### Source data
+ + + + + + +
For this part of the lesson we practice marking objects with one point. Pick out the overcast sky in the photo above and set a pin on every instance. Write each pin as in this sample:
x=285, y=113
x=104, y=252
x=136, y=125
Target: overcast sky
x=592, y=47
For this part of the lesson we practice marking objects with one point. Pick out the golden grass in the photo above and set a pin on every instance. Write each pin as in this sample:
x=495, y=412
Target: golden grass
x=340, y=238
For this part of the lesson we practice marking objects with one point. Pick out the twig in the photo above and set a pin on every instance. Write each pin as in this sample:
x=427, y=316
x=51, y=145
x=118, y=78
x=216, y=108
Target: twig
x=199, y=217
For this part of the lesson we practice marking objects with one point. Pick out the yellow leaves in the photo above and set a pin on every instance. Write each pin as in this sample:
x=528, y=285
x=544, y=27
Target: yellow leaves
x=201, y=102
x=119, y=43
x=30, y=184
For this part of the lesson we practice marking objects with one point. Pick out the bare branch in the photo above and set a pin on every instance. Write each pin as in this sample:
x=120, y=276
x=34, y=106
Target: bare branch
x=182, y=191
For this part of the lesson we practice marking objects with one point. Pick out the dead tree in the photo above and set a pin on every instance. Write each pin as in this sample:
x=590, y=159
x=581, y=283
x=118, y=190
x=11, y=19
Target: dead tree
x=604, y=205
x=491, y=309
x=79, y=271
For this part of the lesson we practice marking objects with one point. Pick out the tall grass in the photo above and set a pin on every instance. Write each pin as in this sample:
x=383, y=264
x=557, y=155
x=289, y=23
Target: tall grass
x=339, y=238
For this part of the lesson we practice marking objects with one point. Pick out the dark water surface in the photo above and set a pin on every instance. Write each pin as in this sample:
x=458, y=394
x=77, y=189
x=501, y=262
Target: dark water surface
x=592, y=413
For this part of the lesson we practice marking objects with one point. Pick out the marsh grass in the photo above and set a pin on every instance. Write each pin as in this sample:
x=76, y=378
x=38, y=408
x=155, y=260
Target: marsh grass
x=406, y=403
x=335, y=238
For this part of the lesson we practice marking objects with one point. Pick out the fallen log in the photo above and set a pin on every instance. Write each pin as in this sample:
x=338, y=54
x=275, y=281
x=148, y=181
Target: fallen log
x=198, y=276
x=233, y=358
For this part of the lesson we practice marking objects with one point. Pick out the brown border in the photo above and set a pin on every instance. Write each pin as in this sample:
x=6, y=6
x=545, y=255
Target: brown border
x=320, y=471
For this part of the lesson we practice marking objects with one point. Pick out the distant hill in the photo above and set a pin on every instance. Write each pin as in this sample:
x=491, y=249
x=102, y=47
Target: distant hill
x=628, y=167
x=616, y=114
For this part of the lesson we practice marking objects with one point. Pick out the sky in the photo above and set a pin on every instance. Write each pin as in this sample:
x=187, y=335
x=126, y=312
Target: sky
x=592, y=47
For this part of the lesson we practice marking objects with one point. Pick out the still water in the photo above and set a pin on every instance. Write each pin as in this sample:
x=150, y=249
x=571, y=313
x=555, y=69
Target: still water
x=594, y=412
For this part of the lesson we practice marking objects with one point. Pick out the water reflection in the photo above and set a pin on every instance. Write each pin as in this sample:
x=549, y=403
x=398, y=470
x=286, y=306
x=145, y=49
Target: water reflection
+ + + + + + +
### THE REQUEST
Copy each record from above without leaving any out.

### RESULT
For this part of the lesson we practice marking objects with one point. Pick out the overcast sky in the photo above and set a pin on every instance. Write each pin as in this sample:
x=285, y=113
x=104, y=252
x=136, y=125
Target: overcast sky
x=592, y=47
For this part of the lesson we practice marking objects with one point. Pick out the golden grass in the photo above and set a pin on every instance. Write each pin as in this sample:
x=495, y=412
Target: golden grass
x=340, y=238
For this part of the lesson we practice marking objects with one point. Pick out the twig in the photo above and set a pin on every instance. Write each pin as in this sample:
x=427, y=316
x=51, y=145
x=118, y=78
x=216, y=108
Target: twig
x=199, y=217
For this part of the lesson we practice marking objects with one point. Pick out the yellow leaves in the photo above and set a pin on every instance. Write each pin as in this sample:
x=528, y=285
x=544, y=27
Target: yellow leaves
x=201, y=102
x=119, y=43
x=30, y=184
For this part of the lesson we practice marking objects with one point. Pick out the bare branch in the photo above and set a pin on every instance. Write each pin as in this sample:
x=120, y=276
x=34, y=106
Target: bare branch
x=182, y=191
For this part of the lesson we practice marking objects with one point. Pick out the dead tree in the photo above and set a pin on every instance. Write each pin as in this sample:
x=590, y=159
x=581, y=283
x=118, y=190
x=11, y=19
Target: dead tree
x=604, y=205
x=491, y=309
x=79, y=271
For this part of the lesson we practice marking objects with one point. Pick out the tall grass in the photo above and set a pin on every instance. Write each pin as in this sample:
x=383, y=264
x=557, y=155
x=289, y=23
Target: tall grass
x=339, y=238
For this part of the lesson we practice marking objects with one point. Pick out the dark water surface in the photo above and set a pin on every instance. Write each pin as in this sample:
x=458, y=394
x=77, y=189
x=501, y=262
Target: dark water surface
x=592, y=413
For this part of the lesson we practice marking objects with one point. Pick out the marsh grass in the photo above and set a pin on every instance. Write each pin as in this sample:
x=76, y=378
x=38, y=408
x=155, y=260
Target: marsh grass
x=406, y=403
x=335, y=238
For this part of the lesson we practice marking objects with one point. Pick out the fallen log in the photo above and set a pin on every instance. Write each pin as in this sample:
x=338, y=54
x=275, y=281
x=148, y=181
Target: fallen log
x=198, y=276
x=233, y=358
For this part of the lesson we practice marking objects with one point. Pick out the brown border in the photo above and set a pin on every instance. Write each pin as in this sample:
x=6, y=6
x=545, y=255
Target: brown border
x=320, y=471
For this part of the lesson we practice marking objects with one point. Pick out the distant hill in the photo above and set a pin on every instance. Write each pin as in this sample:
x=491, y=249
x=102, y=47
Target: distant hill
x=628, y=167
x=616, y=114
For this part of the lesson we practice marking objects with one point. Pick out the sky in the photo above and set a pin on every instance. Write each pin as in this sample:
x=187, y=335
x=126, y=312
Target: sky
x=592, y=47
For this part of the lesson we practice marking objects with one point. Pick out the still water in the photo above and set a pin on every instance. Write each pin as in this sample:
x=150, y=249
x=571, y=313
x=555, y=69
Target: still water
x=594, y=412
For this part of the lesson we practice marking objects with one point. Pick out the water reflection in the photo above and set a pin on every instance. Write each pin as in this sample:
x=549, y=403
x=398, y=470
x=286, y=306
x=145, y=49
Target: water reflection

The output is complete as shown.